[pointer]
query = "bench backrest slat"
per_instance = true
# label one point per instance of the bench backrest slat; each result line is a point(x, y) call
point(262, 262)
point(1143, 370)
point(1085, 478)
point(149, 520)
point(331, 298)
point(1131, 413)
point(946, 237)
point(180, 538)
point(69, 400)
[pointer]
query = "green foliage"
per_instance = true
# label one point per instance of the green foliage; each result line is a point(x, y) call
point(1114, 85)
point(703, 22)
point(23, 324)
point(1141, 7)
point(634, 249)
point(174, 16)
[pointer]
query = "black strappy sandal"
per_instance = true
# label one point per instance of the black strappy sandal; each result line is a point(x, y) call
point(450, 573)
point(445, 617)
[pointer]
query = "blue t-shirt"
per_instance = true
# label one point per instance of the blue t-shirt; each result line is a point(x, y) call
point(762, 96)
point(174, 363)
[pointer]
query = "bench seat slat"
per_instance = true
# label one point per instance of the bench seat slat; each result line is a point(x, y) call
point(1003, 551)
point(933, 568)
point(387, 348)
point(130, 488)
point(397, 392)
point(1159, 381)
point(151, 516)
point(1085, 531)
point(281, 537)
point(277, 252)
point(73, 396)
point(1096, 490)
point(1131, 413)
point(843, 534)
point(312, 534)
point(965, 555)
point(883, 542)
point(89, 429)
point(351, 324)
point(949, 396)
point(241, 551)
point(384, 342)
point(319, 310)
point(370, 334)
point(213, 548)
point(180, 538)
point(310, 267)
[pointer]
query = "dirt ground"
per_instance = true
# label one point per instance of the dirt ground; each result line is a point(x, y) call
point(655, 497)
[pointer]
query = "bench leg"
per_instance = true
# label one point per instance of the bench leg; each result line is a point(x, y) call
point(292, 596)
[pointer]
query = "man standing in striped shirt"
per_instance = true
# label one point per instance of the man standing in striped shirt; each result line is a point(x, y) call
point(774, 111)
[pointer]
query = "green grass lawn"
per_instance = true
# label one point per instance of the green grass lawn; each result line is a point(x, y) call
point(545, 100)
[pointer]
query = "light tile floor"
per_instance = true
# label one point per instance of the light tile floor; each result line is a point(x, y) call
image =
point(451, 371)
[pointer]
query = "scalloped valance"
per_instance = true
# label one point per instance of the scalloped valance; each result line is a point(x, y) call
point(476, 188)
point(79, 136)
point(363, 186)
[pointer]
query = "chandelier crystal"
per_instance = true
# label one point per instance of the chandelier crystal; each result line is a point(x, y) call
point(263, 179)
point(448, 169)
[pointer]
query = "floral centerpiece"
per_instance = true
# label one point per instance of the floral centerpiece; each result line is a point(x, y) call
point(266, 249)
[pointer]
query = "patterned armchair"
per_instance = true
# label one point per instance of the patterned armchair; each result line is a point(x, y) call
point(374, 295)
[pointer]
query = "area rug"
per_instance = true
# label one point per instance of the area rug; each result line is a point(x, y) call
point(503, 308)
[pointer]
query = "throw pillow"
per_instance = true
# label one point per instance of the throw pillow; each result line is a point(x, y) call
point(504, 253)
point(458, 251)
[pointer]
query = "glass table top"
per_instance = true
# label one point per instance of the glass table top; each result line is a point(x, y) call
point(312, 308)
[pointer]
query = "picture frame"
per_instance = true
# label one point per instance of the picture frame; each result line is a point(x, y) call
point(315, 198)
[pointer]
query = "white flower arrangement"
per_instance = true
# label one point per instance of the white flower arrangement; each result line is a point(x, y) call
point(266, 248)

- - - - -

### WHAT IS EXPECTED
Please copy the data in full, character for character.

### RESULT FOR THIS TASK
[pointer]
query = "bench backrest slat"
per_instance = true
# label one point per instance of the bench backrest slat; each result line is a point(x, y) call
point(262, 262)
point(1143, 370)
point(1085, 478)
point(149, 520)
point(331, 298)
point(1131, 413)
point(946, 237)
point(180, 538)
point(69, 400)
[pointer]
query = "green foliage"
per_instance = true
# label one point per instance of the green foliage; each result line is a point(x, y) call
point(1114, 85)
point(703, 22)
point(23, 324)
point(1141, 7)
point(634, 249)
point(174, 16)
[pointer]
query = "black strappy sandal"
per_instance = true
# label one point per instance of the black strappy sandal; each result line is a point(x, y) call
point(450, 573)
point(445, 617)
[pointer]
query = "blue t-shirt"
per_instance = true
# label one point per instance of the blue t-shirt; each result line is a point(x, y) call
point(762, 96)
point(174, 363)
[pointer]
query = "bench seat slat"
per_instance = true
# label one point per instance of the bench seat slat; each result line is a point(x, y) call
point(1003, 551)
point(933, 568)
point(387, 348)
point(130, 488)
point(397, 392)
point(1159, 381)
point(151, 516)
point(1085, 531)
point(281, 537)
point(277, 252)
point(73, 396)
point(1096, 490)
point(1131, 413)
point(843, 534)
point(312, 534)
point(965, 555)
point(883, 542)
point(89, 429)
point(351, 324)
point(949, 396)
point(241, 551)
point(384, 342)
point(319, 310)
point(370, 334)
point(213, 548)
point(180, 538)
point(310, 267)
[pointer]
query = "dirt ground"
per_instance = true
# label one point per instance of the dirt ground; each result line is a point(x, y) call
point(655, 497)
[pointer]
query = "bench leg"
per_instance = true
# label one point per instance of the bench leg; each result line is a point(x, y) call
point(292, 596)
[pointer]
query = "man standing in striped shirt"
per_instance = true
# label one point per instance of the man standing in striped shirt; each result line is a point(x, y) call
point(774, 111)
[pointer]
query = "green grass lawn"
per_instance = true
# label one point per instance of the green grass lawn; each result line is a point(x, y) call
point(545, 100)
[pointer]
query = "light tile floor"
per_instance = true
# label one point per instance of the light tile floor; each result line is a point(x, y) call
image =
point(451, 371)
[pointer]
query = "scalloped valance"
per_instance = true
# label one point per instance of the scalloped valance; each result line is a point(x, y) call
point(476, 188)
point(79, 136)
point(363, 186)
[pointer]
query = "chandelier crystal"
per_instance = true
# label one point per instance of the chandelier crystal; each result line is a point(x, y) call
point(263, 179)
point(448, 169)
[pointer]
query = "floral centerpiece"
per_instance = true
# label one point per instance of the floral centerpiece; each result line is a point(x, y) call
point(266, 249)
[pointer]
query = "patterned armchair"
per_instance = true
# label one point per instance of the patterned armchair; each result line is a point(x, y) call
point(374, 295)
[pointer]
query = "area rug"
per_instance = true
# label one point per instance of the area rug; each result line is a point(x, y) call
point(503, 308)
[pointer]
query = "throw pillow"
per_instance = true
# label one point per instance of the throw pillow; each result line is a point(x, y) call
point(504, 253)
point(458, 251)
[pointer]
query = "glass table top"
per_instance = true
# label one point per instance of the glass table top; each result line is a point(x, y) call
point(312, 308)
[pointer]
query = "picture frame"
per_instance = true
# label one point per instance of the picture frame; each result line is a point(x, y) call
point(315, 198)
[pointer]
query = "white flower arrangement"
per_instance = true
# label one point per instance of the white flower arrangement; each result line is a point(x, y) call
point(266, 248)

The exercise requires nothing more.